- WHAT IS NEEDED: Looking at the data below, report how many lines contain "black", with no other words.

Point-per-instance localization data:
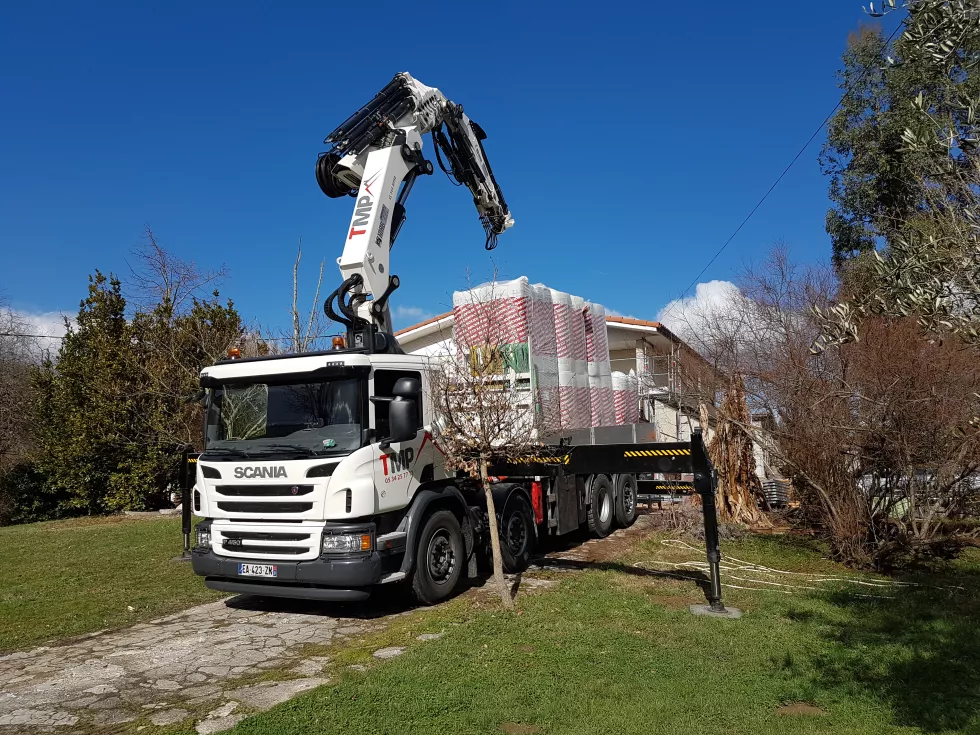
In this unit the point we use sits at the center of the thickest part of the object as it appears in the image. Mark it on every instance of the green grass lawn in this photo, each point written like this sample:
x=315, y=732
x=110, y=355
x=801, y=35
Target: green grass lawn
x=614, y=650
x=66, y=578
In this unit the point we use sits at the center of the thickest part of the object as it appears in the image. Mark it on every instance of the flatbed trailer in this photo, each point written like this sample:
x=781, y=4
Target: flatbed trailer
x=569, y=468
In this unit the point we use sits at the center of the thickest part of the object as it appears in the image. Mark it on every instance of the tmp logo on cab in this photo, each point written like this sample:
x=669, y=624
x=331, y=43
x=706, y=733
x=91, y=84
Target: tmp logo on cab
x=398, y=461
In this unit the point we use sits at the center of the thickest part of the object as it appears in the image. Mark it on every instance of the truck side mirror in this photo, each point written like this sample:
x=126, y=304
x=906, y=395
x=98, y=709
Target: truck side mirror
x=403, y=417
x=402, y=420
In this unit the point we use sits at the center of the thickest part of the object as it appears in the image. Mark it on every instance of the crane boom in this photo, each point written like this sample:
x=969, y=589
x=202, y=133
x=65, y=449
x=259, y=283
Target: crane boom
x=375, y=157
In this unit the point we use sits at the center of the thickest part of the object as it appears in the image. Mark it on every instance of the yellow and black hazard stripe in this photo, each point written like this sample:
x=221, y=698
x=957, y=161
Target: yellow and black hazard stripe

- ANSWER SECTION: 2